Passage provided
KF8 Input: Fix page breaks specified using the data-AmznPageBreak attribute being ignored by calibre.

This commit is contained in:
Kovid Goyal 2012-12-05 17:38:53 +05:30
parent f8de042bf1
commit edd6d773ff

View File

@ -74,11 +74,12 @@ def remove_kindlegen_markup(parts):
part = "".join(srcpieces)
parts[i] = part
# we can safely remove all of the Kindlegen generated data-AmznPageBreak tags
# we can safely remove all of the Kindlegen generated data-AmznPageBreak
# attributes
find_tag_with_AmznPageBreak_pattern = re.compile(
r'''(<[^>]*\sdata-AmznPageBreak=[^>]*>)''', re.IGNORECASE)
within_tag_AmznPageBreak_position_pattern = re.compile(
r'''\sdata-AmznPageBreak=['"][^'"]*['"]''')
r'''\sdata-AmznPageBreak=['"]([^'"]*)['"]''')
for i in xrange(len(parts)):
part = parts[i]
@ -86,10 +87,8 @@ def remove_kindlegen_markup(parts):
for j in range(len(srcpieces)):
tag = srcpieces[j]
if tag.startswith('<'):
for m in within_tag_AmznPageBreak_position_pattern.finditer(tag):
replacement = ''
tag = within_tag_AmznPageBreak_position_pattern.sub(replacement, tag, 1)
srcpieces[j] = tag
srcpieces[j] = within_tag_AmznPageBreak_position_pattern.sub(
lambda m:' style="page-break-after:%s"'%m.group(1), tag)
part = "".join(srcpieces)
parts[i] = part

Source material
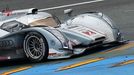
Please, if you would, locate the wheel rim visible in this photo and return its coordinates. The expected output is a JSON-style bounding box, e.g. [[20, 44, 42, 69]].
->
[[25, 36, 45, 59]]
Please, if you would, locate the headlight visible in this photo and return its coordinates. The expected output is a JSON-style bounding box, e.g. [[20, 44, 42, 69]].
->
[[49, 29, 68, 47]]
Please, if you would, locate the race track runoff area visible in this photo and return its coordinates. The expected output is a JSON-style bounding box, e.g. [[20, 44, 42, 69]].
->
[[0, 42, 134, 75]]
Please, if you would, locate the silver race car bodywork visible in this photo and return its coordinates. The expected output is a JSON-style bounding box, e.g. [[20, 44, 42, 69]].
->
[[0, 9, 121, 61]]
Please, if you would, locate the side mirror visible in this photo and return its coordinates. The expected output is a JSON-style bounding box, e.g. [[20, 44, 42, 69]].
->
[[64, 9, 73, 17]]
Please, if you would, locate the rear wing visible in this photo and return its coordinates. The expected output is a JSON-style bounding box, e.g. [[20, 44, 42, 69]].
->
[[0, 8, 38, 21]]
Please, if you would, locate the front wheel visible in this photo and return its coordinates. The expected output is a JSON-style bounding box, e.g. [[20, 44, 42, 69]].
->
[[24, 32, 48, 62]]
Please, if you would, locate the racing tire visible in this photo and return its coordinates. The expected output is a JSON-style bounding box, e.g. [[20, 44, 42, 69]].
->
[[23, 32, 48, 62]]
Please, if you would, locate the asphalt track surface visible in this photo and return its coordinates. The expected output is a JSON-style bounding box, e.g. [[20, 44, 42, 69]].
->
[[0, 0, 134, 75]]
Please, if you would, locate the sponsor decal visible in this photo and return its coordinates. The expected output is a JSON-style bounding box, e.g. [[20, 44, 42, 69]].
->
[[82, 30, 96, 36]]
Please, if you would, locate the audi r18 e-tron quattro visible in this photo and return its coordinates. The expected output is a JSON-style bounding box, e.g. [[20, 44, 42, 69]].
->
[[0, 8, 121, 62]]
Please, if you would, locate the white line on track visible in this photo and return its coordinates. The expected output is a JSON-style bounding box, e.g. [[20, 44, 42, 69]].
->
[[39, 0, 104, 11]]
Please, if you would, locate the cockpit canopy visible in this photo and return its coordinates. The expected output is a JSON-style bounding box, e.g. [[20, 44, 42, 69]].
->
[[30, 17, 59, 27]]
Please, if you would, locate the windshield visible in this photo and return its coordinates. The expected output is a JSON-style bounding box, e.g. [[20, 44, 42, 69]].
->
[[30, 17, 58, 27]]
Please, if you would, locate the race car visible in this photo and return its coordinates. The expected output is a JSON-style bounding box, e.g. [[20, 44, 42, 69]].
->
[[0, 8, 121, 62]]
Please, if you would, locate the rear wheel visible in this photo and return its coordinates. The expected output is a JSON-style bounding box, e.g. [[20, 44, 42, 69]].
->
[[24, 32, 48, 62]]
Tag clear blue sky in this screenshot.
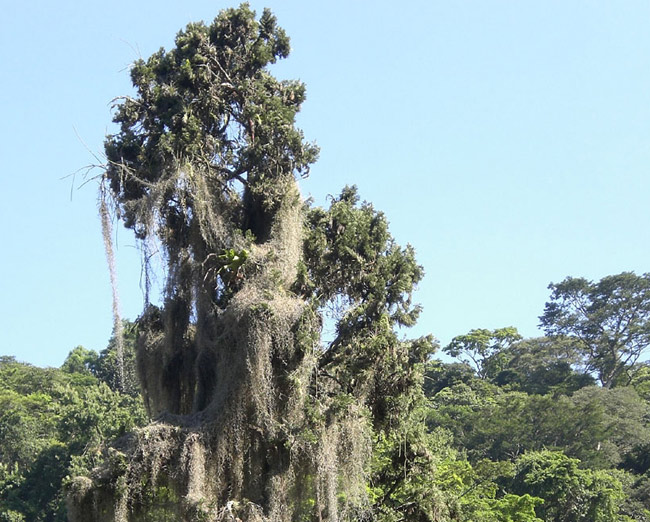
[0,0,650,366]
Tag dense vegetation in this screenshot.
[0,5,650,522]
[0,273,650,522]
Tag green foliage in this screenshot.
[513,451,625,522]
[443,326,522,379]
[540,272,650,388]
[493,337,595,395]
[0,354,145,522]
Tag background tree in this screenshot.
[540,272,650,388]
[443,326,522,379]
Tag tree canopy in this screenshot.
[540,272,650,388]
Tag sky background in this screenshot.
[0,0,650,366]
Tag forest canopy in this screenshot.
[0,4,650,522]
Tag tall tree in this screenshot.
[540,272,650,388]
[443,326,522,379]
[69,4,433,522]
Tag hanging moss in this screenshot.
[69,4,426,522]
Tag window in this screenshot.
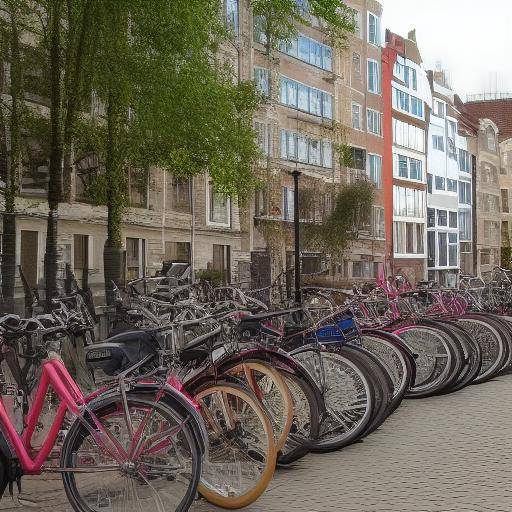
[212,244,231,284]
[368,12,380,46]
[20,230,39,289]
[354,10,362,37]
[366,108,382,135]
[459,149,471,172]
[253,16,267,44]
[128,169,149,208]
[411,96,423,117]
[126,238,146,281]
[433,99,445,117]
[393,222,425,254]
[73,235,92,287]
[392,87,424,119]
[352,103,362,130]
[432,135,444,151]
[501,188,509,213]
[165,242,190,263]
[254,68,270,96]
[166,176,191,213]
[446,178,457,193]
[281,77,332,119]
[437,233,448,267]
[393,119,425,153]
[393,185,426,219]
[254,121,269,156]
[368,154,382,188]
[279,35,332,71]
[485,126,496,151]
[393,154,423,181]
[459,181,472,204]
[207,181,231,227]
[350,148,366,171]
[372,206,386,239]
[281,130,332,169]
[448,212,458,228]
[459,210,473,242]
[352,52,361,80]
[226,0,238,35]
[368,59,381,94]
[427,231,436,267]
[283,187,294,221]
[427,208,436,228]
[448,233,459,267]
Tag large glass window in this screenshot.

Set exercise 1
Rewrite the paragraph of the calibre commit page that begins "This commit is contained in" as a short list that keeps its main facts.
Set exercise 2
Copy the lines of the records from their start through the line containing "[[0, 42, 134, 75]]", inclusive, and leave the picture out of your answer.

Complete response 1
- Kovid Goyal
- 2012-12-05 17:38:53 +05:30
- Parent: f8de042bf1
- Commit: edd6d773ff

Complete response 2
Please, if you would, locate the wheel rim visible in this photo and return its coordinates. The expected output is a JSON-style bounding box, e.g. [[20, 44, 42, 69]].
->
[[25, 36, 45, 59]]
Please, if you would, locate the headlight visible in this photo and return its coordinates. The expected output is a JSON-style bounding box, e.g. [[20, 44, 42, 69]].
->
[[49, 29, 68, 47]]
Please, if you would, locate the race track runoff area visible in this photo and return its coordinates. The expected output is a JSON-style bounding box, e.g. [[20, 44, 42, 69]].
->
[[0, 42, 134, 75]]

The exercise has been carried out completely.